Copy everything from the line containing "the dog's pink" down to the last of the items, requests included. Scale each point coordinate in the answers by 1.5 and round it to a whole number, with halves rounded up.

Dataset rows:

— BEGIN —

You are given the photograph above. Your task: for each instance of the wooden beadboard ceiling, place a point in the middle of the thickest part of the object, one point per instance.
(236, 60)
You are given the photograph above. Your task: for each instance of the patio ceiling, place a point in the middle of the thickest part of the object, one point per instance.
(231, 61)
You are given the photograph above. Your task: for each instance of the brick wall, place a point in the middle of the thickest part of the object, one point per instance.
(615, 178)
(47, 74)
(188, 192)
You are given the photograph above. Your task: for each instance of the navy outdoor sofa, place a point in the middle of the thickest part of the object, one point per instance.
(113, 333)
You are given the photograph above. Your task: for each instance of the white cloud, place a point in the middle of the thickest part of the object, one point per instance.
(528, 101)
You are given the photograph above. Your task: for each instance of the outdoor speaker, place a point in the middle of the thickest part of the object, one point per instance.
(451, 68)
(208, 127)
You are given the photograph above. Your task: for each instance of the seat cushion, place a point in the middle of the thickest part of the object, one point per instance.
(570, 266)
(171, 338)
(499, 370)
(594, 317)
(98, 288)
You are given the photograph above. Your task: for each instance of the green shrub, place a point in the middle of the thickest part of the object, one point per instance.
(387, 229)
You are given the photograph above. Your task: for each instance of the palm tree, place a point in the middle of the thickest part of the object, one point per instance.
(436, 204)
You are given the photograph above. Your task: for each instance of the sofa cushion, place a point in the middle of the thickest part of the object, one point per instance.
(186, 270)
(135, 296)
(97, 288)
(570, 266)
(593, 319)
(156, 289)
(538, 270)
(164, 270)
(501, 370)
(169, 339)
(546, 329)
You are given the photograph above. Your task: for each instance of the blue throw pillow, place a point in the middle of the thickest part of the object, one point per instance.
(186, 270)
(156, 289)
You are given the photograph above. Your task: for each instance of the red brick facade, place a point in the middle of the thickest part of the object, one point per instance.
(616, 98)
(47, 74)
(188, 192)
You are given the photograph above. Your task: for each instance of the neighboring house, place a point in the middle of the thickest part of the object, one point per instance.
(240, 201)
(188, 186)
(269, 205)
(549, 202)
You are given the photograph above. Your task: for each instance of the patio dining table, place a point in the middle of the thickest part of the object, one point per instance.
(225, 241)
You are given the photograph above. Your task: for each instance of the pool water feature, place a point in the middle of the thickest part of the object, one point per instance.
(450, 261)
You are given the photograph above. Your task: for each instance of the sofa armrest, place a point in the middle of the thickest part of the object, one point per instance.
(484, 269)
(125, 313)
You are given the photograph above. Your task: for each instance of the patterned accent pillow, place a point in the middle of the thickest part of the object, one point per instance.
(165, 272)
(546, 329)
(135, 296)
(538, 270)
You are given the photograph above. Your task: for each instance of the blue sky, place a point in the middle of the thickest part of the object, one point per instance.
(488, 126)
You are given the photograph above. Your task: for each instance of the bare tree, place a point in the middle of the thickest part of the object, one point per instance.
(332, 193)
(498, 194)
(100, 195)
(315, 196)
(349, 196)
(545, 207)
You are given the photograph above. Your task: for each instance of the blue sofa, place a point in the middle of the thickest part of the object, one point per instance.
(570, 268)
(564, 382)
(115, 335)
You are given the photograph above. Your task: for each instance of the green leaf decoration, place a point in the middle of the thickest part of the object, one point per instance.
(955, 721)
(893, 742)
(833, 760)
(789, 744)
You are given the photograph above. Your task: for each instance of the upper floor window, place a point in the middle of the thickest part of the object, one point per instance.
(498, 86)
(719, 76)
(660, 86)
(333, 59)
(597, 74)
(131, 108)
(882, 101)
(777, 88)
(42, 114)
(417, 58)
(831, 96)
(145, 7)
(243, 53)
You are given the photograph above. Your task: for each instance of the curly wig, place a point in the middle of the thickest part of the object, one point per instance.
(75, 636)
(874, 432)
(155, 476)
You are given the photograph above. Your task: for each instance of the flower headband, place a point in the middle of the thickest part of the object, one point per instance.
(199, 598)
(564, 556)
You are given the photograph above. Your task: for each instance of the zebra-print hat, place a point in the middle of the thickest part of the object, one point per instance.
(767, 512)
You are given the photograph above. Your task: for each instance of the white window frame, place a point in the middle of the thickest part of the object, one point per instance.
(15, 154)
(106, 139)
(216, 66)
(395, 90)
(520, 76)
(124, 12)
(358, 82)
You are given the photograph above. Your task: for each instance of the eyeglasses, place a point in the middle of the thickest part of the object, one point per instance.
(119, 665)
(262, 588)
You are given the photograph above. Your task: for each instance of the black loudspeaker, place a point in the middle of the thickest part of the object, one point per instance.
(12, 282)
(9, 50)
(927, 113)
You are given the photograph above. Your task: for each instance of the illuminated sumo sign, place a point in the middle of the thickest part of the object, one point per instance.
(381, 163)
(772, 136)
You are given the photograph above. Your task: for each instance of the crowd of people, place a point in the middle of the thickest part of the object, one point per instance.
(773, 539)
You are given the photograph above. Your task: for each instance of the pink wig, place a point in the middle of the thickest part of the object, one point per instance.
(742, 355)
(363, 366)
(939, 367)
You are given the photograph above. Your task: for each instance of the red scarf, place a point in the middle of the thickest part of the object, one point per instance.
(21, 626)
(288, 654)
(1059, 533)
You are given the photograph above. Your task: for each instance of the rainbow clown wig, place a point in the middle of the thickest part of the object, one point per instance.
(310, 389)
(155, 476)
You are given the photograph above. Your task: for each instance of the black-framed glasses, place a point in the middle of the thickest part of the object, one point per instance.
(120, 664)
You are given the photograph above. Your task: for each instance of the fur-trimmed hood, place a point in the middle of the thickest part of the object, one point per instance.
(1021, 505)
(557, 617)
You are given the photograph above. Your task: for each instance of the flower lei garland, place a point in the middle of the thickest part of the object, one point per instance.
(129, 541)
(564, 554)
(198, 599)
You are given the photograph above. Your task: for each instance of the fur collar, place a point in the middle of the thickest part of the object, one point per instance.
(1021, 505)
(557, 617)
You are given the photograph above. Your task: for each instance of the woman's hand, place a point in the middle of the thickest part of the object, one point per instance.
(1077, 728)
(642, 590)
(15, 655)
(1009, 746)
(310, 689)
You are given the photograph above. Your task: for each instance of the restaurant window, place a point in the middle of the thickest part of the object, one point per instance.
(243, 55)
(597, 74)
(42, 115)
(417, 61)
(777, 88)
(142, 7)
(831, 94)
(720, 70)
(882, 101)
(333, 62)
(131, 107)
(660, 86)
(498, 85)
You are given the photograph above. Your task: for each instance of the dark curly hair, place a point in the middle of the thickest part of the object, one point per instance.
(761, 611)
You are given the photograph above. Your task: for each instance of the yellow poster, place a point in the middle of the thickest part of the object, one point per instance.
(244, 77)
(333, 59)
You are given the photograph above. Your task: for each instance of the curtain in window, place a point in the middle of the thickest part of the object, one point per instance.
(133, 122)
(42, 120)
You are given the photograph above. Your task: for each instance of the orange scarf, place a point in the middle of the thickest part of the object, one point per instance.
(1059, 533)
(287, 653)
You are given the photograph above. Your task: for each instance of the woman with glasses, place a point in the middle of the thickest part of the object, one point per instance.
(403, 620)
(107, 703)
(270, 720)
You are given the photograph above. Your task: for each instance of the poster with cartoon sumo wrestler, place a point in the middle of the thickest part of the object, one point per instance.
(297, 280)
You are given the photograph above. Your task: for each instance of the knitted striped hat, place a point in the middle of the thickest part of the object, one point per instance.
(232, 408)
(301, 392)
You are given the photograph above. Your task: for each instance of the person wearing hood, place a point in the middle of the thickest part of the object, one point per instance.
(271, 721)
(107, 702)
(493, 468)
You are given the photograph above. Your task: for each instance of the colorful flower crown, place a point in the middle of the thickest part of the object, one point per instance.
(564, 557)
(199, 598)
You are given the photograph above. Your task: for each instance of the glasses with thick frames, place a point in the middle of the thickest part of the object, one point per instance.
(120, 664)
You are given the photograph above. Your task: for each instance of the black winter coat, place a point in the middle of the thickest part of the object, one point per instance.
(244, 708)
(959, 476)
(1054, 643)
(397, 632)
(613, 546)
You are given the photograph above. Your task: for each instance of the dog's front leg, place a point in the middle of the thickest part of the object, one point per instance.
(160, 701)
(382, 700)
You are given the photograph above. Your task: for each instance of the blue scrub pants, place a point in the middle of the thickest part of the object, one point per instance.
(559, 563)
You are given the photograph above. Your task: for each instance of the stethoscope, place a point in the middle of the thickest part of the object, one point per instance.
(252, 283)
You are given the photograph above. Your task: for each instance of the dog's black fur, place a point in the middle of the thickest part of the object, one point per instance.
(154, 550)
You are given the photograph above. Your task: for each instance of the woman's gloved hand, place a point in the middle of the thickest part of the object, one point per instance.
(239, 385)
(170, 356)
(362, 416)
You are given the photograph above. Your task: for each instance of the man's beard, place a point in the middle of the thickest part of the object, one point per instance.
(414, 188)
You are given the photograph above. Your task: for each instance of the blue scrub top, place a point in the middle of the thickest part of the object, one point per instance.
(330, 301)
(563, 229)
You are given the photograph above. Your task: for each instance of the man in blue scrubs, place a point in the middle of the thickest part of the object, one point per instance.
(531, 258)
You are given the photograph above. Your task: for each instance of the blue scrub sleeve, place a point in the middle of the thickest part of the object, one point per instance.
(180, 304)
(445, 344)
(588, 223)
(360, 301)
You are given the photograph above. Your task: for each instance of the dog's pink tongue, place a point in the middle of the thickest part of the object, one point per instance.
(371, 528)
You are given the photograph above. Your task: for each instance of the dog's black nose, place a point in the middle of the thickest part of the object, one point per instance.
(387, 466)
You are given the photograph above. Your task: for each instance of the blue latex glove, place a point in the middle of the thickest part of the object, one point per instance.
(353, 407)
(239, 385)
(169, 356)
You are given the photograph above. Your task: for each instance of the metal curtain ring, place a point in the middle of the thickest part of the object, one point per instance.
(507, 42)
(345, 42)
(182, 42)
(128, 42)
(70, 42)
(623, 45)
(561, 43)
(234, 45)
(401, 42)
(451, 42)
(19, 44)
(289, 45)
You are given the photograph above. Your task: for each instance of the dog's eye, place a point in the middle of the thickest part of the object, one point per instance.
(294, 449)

— END —

THE RESULT:
You are given the photograph above. Your task: for each instance of the dog's pink tongue, place a point in the middle of the thickest part of the object, one point per instance.
(557, 792)
You are given the photograph above. Your task: for each instance of the dog's black nose, place a point in the middle of the thickest part of the object, one point per instance.
(581, 699)
You are given the photograph above. Your task: for each instance of the blue latex glove, place a point in the middle of the thickest part of the object, one point per instance.
(530, 611)
(359, 578)
(254, 534)
You are given the photograph above. Your task: for each instance of the metal curtain ring, place a point in the middle of the thickest part of the object, one point per instance.
(761, 63)
(518, 63)
(273, 63)
(192, 63)
(105, 63)
(935, 68)
(842, 65)
(351, 68)
(602, 63)
(677, 63)
(29, 66)
(434, 68)
You are given the photograph above. Your task: for each instance of the dog's eye, place a point in the middle of the thickest part of the object, one point per instance.
(441, 674)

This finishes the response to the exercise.